● HOW TO COMPLETE THIS TASK
Each line from the line that includes "Target: komatsu logo" through the end of the material below must be transcribed exactly, with no other lines.

☆ ☆ ☆ ☆ ☆

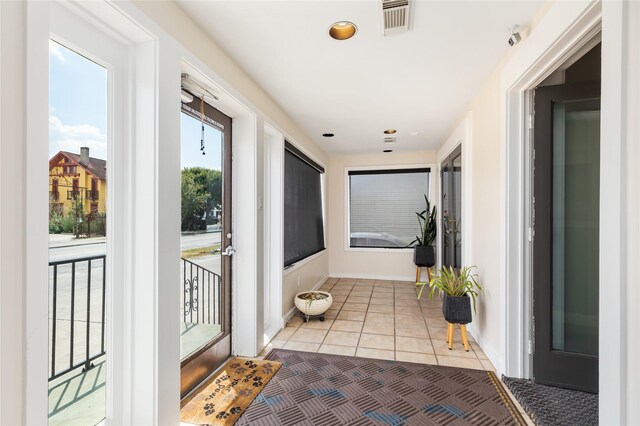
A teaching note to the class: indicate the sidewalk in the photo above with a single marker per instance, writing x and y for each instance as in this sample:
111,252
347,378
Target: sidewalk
69,240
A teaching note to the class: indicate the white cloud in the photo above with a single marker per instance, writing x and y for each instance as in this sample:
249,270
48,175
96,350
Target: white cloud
64,137
55,50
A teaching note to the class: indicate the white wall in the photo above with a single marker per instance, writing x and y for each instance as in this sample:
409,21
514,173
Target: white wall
497,237
12,222
368,263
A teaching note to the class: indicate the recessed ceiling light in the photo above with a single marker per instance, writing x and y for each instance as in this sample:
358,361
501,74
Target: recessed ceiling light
343,30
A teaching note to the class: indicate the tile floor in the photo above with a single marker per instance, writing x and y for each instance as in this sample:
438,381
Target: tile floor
382,319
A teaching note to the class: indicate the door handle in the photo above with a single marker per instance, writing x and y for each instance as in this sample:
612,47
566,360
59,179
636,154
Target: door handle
229,251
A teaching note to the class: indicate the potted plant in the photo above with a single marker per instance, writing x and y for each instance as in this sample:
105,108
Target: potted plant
313,303
424,253
459,291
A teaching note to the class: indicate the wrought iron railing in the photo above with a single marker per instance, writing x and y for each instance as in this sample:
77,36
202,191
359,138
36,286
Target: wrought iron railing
77,296
202,293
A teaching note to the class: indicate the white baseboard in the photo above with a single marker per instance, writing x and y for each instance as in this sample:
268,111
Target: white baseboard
373,277
293,310
488,349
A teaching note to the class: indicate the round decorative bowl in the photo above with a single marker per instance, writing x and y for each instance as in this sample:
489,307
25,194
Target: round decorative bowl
313,307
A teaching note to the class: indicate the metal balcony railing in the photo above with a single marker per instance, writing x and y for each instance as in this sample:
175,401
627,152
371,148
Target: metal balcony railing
77,313
202,294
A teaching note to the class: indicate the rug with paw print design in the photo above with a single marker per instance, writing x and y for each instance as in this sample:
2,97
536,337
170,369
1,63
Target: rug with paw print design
223,398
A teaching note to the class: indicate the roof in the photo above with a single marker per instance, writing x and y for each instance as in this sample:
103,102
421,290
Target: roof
96,166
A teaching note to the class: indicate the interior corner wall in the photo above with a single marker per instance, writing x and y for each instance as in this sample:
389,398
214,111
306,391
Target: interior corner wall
367,263
484,181
12,213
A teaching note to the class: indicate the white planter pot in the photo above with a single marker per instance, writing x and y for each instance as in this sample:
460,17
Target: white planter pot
316,307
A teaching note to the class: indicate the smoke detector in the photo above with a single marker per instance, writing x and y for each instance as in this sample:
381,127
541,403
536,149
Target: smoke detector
396,16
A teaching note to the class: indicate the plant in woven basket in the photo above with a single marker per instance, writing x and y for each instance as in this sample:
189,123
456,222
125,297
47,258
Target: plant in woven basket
458,289
313,303
310,296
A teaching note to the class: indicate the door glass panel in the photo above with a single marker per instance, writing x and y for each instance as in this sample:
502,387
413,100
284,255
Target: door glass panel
446,215
575,240
456,224
200,259
77,237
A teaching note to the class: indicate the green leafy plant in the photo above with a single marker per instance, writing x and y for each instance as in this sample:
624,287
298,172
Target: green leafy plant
428,225
457,285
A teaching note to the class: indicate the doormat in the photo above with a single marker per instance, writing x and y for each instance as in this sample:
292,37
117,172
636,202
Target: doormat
224,397
548,405
322,389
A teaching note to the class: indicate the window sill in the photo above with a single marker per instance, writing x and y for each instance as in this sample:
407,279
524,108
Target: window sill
303,262
379,250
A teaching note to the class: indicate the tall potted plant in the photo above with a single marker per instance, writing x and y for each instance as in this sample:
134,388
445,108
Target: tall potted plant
459,292
424,252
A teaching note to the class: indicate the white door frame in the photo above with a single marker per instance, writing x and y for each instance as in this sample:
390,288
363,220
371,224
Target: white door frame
130,383
565,27
561,32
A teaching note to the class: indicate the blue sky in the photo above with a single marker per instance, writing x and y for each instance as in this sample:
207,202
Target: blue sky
78,112
77,103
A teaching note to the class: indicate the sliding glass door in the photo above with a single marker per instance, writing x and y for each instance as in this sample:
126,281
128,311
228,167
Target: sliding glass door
451,169
205,265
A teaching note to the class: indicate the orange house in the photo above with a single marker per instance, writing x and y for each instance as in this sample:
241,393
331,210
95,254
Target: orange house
77,177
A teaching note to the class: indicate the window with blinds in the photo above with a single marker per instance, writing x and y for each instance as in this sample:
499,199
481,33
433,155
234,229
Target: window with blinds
383,206
303,215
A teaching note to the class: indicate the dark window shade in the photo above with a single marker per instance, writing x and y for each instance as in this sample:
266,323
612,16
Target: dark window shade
303,218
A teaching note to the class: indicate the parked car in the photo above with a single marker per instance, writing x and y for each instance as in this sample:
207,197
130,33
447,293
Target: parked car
376,239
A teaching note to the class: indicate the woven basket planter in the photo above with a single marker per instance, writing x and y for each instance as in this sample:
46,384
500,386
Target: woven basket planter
316,307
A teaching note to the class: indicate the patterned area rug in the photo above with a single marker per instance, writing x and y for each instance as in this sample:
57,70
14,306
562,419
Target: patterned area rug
321,389
547,405
223,399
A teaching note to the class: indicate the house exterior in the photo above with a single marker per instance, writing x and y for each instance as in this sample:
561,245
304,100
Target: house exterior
74,177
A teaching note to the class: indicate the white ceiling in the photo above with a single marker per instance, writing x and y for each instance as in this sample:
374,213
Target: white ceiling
419,81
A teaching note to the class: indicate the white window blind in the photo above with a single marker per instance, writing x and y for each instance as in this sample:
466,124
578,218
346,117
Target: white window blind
383,206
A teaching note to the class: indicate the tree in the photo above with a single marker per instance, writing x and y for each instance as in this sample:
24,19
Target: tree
194,202
202,186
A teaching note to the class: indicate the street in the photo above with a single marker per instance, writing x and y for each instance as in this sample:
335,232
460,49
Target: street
75,249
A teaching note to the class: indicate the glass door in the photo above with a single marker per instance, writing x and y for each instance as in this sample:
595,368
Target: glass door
205,265
78,279
451,172
566,242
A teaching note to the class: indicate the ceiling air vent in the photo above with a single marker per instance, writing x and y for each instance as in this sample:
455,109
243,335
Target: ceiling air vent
396,15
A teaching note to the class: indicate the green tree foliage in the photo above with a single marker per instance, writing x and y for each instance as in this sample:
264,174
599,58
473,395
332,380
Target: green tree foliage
201,194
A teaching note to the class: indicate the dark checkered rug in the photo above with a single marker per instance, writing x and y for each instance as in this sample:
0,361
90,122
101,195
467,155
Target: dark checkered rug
551,406
320,389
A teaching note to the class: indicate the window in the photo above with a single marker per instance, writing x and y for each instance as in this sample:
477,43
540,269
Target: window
70,170
303,215
383,206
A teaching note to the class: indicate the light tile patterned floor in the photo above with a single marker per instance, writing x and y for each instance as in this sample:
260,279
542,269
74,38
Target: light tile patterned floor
382,319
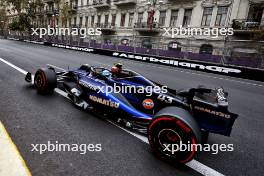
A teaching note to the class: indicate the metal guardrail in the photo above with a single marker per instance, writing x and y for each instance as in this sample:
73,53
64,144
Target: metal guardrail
136,48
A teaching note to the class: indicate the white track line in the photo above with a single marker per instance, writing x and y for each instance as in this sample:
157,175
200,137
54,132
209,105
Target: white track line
194,164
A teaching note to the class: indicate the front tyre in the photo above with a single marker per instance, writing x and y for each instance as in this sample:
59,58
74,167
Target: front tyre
171,129
45,81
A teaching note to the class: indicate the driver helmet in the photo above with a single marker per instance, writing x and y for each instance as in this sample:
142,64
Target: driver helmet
106,73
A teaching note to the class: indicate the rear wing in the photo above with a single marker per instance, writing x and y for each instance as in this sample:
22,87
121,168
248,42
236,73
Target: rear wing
210,108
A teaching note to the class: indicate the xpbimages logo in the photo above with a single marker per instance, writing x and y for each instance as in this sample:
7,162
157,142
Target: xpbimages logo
59,147
194,31
213,148
58,31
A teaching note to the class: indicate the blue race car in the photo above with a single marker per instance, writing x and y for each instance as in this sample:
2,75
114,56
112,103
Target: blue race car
166,116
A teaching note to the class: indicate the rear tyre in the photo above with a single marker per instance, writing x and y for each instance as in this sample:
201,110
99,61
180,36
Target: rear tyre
171,128
45,81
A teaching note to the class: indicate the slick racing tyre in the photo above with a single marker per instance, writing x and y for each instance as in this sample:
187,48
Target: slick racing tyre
45,81
173,134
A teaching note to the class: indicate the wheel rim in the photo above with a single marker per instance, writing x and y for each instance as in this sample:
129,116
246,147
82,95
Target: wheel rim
39,80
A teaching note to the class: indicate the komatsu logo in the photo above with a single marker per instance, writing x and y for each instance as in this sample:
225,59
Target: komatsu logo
179,63
109,102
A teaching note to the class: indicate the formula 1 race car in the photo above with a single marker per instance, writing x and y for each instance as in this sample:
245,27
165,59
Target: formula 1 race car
165,115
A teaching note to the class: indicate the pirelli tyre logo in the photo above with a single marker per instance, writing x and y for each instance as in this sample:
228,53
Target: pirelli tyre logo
212,68
217,113
105,102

☆ ☆ ☆ ☆ ☆

● SOLUTION TO THIS PROBLEM
Target: komatsu logo
179,63
109,102
A teaching note to the class: indicate the formula 1 race car in the photo above with a single marker per instance, writing x and y for each instance as in this sample:
245,27
165,59
Target: formula 1 race car
165,115
A teaching note to the class: indicate the pirelli tyre logo in the photo above with a single marker per instance, writing x and y for each instance as in this sample:
228,53
Target: pirelli tyre logo
212,68
217,113
105,102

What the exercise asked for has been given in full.